## PAGE EXTRACT

The challenge is everyone know what they did, a lot of the research underpinning is public, and the stakes are so high that very smart people are now very motivated. Unless they have an enormous patent war chest it will be reproduced by others and OpenAI itself may not be the “winner” that takes all as the article seems to think.

>have incorporated chatgpt in my workflow

Can I ask you to elaborate with a few examples?

These days I’ve been writing a lot of concurrent / async rust and sometimes confused about the borrow semantics in various situations, especially when there is pinning, future closure, and macro interactions. I can ask it pretty loosely specified questions and it gives pretty good answers with clear examples. Sometimes it makes wrong assertions, like trait methods can be async, or it just makes stuff up (it told me there was a .wait on futures that block evaluates the future without the function being async, which is not true). But it’s largely right and very clear in its explanations to my direct question. Searching on Kagi gives me lots of results that might talk obliquely about my question, but if I take what I need more detail on than chatgpt can give me and search in Kagi I can find the actual facts faster by being guided by the chatgpt answer.

## EXERCISE SET
[1] Decide whether each statement agrees with the comments on ChatGPT, answering yes or no and quoting the deciding words. (a) The writer has recently been writing a lot of concurrent and async Rust. (b) ChatGPT correctly described a .wait on futures. (c) The first comment holds that OpenAI will certainly be the winner that takes all.
[2] Answer these questions from the comments on ChatGPT.
(a) According to the first comment, what will happen unless they have an enormous patent war chest?
(b) Which three things make the borrow semantics especially confusing for the writer?
(c) Which search service does the writer use alongside ChatGPT?
[3] Write a continuation of the comments on ChatGPT, picking up after their final sentence.
The listing is separate material and has no connection to the comments on ChatGPT.

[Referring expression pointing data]

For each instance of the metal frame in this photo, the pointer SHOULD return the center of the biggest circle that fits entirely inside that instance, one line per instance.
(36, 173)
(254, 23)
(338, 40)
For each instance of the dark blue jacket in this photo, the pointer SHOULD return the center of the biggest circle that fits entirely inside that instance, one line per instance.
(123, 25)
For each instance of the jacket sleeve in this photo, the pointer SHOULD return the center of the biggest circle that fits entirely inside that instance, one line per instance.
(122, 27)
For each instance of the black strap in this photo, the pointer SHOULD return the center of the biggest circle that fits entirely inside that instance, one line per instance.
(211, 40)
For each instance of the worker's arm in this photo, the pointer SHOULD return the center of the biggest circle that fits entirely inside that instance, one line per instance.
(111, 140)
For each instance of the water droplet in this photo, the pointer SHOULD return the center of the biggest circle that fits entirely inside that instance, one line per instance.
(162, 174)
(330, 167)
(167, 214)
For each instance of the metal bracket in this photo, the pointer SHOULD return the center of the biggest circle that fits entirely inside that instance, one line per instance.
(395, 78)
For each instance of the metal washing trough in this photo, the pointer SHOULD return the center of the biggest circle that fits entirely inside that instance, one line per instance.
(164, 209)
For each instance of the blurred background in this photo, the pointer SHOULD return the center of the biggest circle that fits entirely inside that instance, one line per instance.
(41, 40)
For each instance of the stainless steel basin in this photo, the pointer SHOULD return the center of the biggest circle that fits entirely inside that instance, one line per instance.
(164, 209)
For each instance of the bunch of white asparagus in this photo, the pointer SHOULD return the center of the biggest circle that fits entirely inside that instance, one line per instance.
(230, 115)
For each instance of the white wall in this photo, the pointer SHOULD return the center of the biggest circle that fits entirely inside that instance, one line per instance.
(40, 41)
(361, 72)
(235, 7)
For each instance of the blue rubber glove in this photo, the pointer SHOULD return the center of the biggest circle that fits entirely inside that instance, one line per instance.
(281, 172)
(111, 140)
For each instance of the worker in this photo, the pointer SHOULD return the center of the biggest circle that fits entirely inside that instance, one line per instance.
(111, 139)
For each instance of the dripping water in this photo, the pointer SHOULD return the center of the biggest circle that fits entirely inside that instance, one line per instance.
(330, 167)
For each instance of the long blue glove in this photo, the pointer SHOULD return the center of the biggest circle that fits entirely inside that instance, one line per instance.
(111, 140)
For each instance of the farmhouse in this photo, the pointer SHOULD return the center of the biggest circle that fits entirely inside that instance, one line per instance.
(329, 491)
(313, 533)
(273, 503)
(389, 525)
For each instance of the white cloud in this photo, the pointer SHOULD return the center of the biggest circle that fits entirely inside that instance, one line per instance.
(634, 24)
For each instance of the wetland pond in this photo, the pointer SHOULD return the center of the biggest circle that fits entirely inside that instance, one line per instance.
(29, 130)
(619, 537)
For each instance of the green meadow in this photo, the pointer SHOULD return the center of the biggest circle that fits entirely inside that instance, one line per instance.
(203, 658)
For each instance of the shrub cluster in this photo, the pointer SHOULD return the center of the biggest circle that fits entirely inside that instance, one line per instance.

## RESPONSES BY ITEM NUMBER
[1]
(a) Yes: "These days I’ve been writing a lot of concurrent / async rust"
(b) No: "which is not true"
(c) No: "OpenAI itself may not be the “winner” that takes all"

[2]
(a) It will be reproduced by others.
(b) Pinning, future closure, and macro interactions.
(c) Kagi.

[3]
Being able to interrogate along a path of questioning is a lot better than being given reference material that doesn’t address my area of confusion.

Skimming that post, it seems to be saying that either OpenAI will fail quickly, in which case MS takes the downside, or it will create AGI, in which case OpenAI will own something of incomparable value. However, there's no reason to assume that their machine learning business won't mature into something that is only worth on the order of $10^11 - $10^12.
Interactions with Clippy are going to get mighty interesting.
Clickbait title, author must not know what coup means. This post starts off with some tangent Sam Altman worshipping (useless info other than to justify using his name in the title) then goes on to talk about OpenAI hemorrhaging money with a struggling revenue stream and doing a $10B raise from Microsoft.
I suspect the OP misunderstands successful startups must scale when they have buzz or else they lose the ability to hustle and hack together more product.

A startup's goal is a special kind of scalable business designed to burn a reasonable (per risk) amount of cash (by billionaire standards) to experiment (in series rounds) if the business can blow-up into something big with a giant exit. There is a metric crapton^9 amount of cash held by the top, but nowhere "safe" to put it because VC is itself a "lifestyle" business, e.g., there's little way to efficiently scale relationship-building, due-diligence (which is often excessive and pointless), and oversight. :)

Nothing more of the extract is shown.